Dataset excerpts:
..........
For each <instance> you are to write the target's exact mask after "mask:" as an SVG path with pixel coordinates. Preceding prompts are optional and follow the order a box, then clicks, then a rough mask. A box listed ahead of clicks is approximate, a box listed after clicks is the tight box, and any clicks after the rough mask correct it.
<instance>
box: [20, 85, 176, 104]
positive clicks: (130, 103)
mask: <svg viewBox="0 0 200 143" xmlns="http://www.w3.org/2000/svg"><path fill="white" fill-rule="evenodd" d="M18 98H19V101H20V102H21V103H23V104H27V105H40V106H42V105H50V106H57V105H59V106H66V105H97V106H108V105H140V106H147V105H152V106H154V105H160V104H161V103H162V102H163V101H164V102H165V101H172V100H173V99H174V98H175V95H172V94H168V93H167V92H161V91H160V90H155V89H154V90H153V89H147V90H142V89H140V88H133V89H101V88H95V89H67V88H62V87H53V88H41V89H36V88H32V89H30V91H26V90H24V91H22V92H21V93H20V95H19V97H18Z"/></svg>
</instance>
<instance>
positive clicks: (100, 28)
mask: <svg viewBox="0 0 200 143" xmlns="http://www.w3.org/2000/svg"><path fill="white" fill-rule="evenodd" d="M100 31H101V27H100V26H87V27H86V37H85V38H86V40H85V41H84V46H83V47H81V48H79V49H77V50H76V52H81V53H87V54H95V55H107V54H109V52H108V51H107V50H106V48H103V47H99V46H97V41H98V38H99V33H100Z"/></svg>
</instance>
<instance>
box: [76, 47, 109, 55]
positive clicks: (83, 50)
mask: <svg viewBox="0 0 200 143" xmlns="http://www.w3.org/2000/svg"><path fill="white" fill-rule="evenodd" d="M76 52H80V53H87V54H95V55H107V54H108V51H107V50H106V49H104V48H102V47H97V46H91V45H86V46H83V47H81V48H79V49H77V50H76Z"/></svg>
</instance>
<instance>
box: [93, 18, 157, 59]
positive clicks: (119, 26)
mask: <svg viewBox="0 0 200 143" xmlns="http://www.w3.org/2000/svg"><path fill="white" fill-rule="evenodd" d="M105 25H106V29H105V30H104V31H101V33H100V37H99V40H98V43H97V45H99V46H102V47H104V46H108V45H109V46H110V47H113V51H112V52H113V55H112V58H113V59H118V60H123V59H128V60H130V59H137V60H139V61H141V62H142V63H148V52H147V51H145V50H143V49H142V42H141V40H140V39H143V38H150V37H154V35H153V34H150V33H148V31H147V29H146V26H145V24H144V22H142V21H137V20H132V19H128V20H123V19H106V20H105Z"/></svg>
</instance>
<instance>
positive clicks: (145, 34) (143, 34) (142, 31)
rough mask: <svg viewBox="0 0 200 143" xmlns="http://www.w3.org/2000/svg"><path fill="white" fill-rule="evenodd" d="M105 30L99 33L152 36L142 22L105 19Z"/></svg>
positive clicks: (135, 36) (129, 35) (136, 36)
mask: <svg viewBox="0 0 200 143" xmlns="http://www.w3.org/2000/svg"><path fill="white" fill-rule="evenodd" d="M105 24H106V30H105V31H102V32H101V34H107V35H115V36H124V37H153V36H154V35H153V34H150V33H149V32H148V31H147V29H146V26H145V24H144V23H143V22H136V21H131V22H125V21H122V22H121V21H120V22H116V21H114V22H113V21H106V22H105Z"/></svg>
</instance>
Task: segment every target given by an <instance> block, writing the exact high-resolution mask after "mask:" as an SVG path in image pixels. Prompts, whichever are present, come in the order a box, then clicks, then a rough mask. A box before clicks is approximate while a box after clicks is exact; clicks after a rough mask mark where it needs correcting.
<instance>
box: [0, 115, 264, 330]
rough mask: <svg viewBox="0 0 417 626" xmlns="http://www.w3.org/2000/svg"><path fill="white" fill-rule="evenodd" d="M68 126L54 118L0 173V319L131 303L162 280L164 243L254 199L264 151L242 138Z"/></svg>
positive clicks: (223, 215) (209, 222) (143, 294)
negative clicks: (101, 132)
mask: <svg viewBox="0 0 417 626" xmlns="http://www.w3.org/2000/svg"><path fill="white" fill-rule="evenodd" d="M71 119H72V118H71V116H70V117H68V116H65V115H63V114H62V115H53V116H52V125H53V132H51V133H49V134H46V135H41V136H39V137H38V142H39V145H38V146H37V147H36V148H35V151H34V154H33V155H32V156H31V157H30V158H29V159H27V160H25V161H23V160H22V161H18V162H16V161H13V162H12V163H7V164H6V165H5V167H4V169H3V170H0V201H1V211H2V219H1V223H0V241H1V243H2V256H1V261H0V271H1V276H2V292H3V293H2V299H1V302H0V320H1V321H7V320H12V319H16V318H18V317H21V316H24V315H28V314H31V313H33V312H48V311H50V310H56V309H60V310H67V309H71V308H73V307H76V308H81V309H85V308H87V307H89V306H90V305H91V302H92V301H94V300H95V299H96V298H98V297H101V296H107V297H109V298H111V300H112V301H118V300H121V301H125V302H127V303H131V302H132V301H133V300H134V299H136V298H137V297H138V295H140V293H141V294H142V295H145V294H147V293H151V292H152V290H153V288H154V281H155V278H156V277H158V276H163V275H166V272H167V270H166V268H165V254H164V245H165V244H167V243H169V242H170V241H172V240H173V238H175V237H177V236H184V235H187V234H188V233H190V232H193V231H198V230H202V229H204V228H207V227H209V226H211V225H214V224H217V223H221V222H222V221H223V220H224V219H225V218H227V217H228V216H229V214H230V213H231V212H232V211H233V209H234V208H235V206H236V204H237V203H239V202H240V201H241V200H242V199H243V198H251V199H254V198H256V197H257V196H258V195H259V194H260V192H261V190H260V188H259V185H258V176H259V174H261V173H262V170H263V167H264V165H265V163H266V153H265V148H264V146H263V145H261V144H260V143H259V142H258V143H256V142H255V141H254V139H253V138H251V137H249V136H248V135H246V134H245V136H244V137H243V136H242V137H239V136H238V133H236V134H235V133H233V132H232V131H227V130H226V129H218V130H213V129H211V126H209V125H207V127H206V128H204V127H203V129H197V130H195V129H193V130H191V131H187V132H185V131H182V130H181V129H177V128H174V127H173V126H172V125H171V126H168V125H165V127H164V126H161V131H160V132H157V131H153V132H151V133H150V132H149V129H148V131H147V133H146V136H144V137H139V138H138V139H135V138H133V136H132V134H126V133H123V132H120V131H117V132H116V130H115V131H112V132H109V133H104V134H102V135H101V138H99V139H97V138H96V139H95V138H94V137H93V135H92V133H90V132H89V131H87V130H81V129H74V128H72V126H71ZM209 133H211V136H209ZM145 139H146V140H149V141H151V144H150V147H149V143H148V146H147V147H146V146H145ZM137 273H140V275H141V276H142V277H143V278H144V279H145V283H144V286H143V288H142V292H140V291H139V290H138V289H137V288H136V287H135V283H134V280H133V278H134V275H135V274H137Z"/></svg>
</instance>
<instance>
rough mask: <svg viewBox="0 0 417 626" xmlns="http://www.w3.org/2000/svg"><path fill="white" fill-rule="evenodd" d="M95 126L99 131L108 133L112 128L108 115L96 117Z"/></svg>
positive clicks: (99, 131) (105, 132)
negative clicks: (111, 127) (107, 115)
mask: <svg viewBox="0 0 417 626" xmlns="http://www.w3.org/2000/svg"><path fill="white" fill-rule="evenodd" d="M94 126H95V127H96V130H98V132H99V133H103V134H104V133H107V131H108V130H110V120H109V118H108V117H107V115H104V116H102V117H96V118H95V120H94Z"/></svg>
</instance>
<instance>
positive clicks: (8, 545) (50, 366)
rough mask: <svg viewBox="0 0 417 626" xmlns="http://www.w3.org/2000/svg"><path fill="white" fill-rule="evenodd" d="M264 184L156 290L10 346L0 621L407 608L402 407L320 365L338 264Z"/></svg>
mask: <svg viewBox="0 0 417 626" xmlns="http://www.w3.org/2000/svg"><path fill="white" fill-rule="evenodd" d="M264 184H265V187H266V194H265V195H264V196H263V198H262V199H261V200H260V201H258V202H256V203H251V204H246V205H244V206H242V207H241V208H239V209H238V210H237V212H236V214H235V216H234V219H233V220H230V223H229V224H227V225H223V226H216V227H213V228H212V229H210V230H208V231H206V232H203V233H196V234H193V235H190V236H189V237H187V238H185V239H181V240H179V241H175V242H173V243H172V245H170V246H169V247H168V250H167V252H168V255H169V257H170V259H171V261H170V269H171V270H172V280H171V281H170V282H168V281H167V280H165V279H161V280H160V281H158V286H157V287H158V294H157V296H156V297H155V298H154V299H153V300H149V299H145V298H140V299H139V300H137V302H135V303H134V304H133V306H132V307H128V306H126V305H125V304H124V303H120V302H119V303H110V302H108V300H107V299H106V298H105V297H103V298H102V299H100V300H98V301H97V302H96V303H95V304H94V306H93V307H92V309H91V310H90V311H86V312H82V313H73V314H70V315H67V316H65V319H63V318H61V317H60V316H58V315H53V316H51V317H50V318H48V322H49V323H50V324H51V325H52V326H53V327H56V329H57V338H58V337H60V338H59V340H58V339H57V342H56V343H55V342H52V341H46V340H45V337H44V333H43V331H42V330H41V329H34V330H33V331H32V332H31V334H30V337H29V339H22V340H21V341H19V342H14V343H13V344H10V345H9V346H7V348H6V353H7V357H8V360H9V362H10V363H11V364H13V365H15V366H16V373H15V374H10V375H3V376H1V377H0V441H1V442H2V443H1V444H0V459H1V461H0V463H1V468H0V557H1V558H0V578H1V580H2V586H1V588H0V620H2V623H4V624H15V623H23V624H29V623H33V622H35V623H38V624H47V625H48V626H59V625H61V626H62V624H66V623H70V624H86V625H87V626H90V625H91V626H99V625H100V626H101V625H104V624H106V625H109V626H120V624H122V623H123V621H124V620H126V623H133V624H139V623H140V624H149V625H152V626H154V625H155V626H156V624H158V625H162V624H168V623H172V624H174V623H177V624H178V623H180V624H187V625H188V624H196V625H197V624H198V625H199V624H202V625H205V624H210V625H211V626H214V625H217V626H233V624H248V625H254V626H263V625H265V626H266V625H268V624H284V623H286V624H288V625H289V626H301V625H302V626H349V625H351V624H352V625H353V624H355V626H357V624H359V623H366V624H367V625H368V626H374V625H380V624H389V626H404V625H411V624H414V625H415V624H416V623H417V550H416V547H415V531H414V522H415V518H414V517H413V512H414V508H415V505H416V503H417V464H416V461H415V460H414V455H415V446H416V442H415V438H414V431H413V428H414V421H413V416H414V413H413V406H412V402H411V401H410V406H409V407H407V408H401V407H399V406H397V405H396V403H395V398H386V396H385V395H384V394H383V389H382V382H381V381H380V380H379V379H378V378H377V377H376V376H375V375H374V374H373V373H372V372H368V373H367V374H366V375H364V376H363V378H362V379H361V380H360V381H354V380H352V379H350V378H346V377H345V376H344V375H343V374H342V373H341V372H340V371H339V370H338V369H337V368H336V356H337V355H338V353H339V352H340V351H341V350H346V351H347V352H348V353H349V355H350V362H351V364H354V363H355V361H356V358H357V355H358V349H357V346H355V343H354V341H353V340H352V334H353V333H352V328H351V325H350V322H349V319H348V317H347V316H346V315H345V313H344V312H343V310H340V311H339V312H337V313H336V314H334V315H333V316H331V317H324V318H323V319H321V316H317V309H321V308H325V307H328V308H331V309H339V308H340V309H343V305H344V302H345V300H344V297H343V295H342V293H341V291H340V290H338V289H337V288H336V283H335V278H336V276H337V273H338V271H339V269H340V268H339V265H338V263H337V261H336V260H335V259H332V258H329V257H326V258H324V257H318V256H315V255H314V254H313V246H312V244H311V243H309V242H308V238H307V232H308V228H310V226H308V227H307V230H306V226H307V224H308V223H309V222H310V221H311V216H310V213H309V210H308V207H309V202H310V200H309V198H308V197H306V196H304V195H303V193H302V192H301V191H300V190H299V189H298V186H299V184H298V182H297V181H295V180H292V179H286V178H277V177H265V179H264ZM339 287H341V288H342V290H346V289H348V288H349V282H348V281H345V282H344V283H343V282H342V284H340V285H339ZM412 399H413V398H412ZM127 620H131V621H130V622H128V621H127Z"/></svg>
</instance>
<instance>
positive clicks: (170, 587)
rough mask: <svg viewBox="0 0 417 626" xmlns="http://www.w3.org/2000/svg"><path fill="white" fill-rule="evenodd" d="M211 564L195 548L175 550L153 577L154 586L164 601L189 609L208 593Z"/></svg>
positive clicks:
..........
▶ [What you should do]:
Copy the records word for word, from their first line up to and including the line with "positive clicks: (130, 103)".

▶ [Expected answer]:
For each <instance> you are to write the target's exact mask after "mask:" as an SVG path with pixel coordinates. Preceding prompts are optional and follow the order a box, then clicks, then a rough mask. A box listed ahead of clicks is approximate, a box listed after clicks is the tight box, and any clicks after the rough mask correct it.
<instance>
box: [20, 85, 176, 104]
positive clicks: (130, 103)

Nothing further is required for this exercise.